**TEXT:**
⟨
An increasingly reliable network
An increasingly reliable network
Sibelga met tout en œuvre pour assurer un approvisionnement fiable en gaz et en électricité à l’ensemble des clients bruxellois.
More and more remote control on technical installations
For several years now, Sibelga has been installing remote control systems in some of the network’s high-voltage cabins. “This equipment enables us to carry out manoeuvres from Sibelga’s dispatching centre. This way, in the event of an incident, we can reduce the duration of the interruption, since it is no longer necessary to send a technician to the site,” explains François Chevalier, Head of Network Control. These remote control systems can also be installed by Sibelga in private high-voltage cabins, on behalf of professional customers.
In addition, Sibelga installs sensors in some of its cabins. They allow continuous monitoring of targeted technical installations, such as transformers and low-voltage cables. In the event of a malfunction, an alert is issued. In this way, it is possible to anticipate possible breakdowns, to react more quickly in the event of an incident or to identify the precise origin of a problem.
In 2021, almost 100 cabins (owned by Sibelga or privately) were equipped with a remote control system. The network currently has about 1,300 remote-controlled cabins, out of a total of 6,000 cabins. “The goal is to reach 25% of remote-controlled installations. We’re getting very close,” says François Chevalier.
This will further improve the continuous management of the network and the security of supply for all Brussels customers!
Better protection of supply stations
Supply stations are key points in the energy networks. In simple terms, they are the nodes where the energy that flows through the transmission networks (managed by Elia for electricity and by Fluxys for gas) passes through Sibelga’s distribution network, before being supplied to Brussels customers.
These network nodes require special attention in terms of security: to prevent intrusion and sabotage, but also to prevent internal incidents, such as fires that could disrupt supply.
Work specifically aimed at improving the security of these facilities was carried out in 2021. This project is being carried out in consultation with Elia, Fluxys and Fluvius. “These partners have access to these buildings and in some cases even own them,” explains Jurgen Van Den Bogaert, Physical Security Manager at Sibelga.
For the execution of this project, Sibelga calls on several subcontractors. Securitas, in particular, manages an external control center, organizes guards and carries out part of the installations. A consultancy firm specializing in security is also involved in the project.
In total, it is estimated that some 260 cameras, 500 badge readers and no less than 3,400 fire detectors will have to be installed at these sites.
⟩
**STORED DATA:**
⟨
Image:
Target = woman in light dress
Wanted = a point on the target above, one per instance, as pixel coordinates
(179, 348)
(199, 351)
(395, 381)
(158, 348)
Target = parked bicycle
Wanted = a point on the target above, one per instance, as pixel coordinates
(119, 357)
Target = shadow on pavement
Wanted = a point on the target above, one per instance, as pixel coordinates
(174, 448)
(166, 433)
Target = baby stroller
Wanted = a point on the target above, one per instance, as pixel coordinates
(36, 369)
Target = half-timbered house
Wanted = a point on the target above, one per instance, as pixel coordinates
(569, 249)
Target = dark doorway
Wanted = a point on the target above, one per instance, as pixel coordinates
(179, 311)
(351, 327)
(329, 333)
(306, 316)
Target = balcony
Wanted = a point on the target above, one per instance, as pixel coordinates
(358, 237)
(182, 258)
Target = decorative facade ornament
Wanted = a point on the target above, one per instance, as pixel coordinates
⟩
Write the next part of the text on Sibelga's network, starting after its last sentence. The listing is separate material, unrelated to the text on Sibelga's network.

Sibelga expands its scope of responsibility
What are the responsibilities of the transmission system operator? And what are the responsibilities of the distribution system operator? Twenty years ago, when the energy market was reorganized, the management of certain equipment and functions was assigned according to a logic that is no longer necessarily valid.
For example, until recently, the electricity transmission system operator Elia was responsible for transmitting the impulse signals for switching on and off public lighting, switching meters to day-night tariffs and other applications to the network. In 2021, after a complex transition process, Sibelga has installed or taken over the installations that emit these signals. “This represents a significant saving for Sibelga, since this service was previously invoiced by Elia. On the other hand, it means that we have additional equipment to manage, operate and improve if necessary,” explains Dirk Willems, who led the project at Sibelga.
In addition, Sibelga is in the process of moving the property boundaries with Elia within certain high-voltage substations. In 2021, for example, a first pilot project was carried out at the Houtweg supply station. Sibelga became the owner and operator of the entire high-voltage switchboard, including the incoming cells that were previously owned by Elia. “This project may seem simple when you put it that way, but it is not. This small change has an impact on the entire life of the supply substation, from the investment plan to the way of managing a short-circuit on the network”, underlines Frédéric Olivier, Deputy Head of Supply Stations.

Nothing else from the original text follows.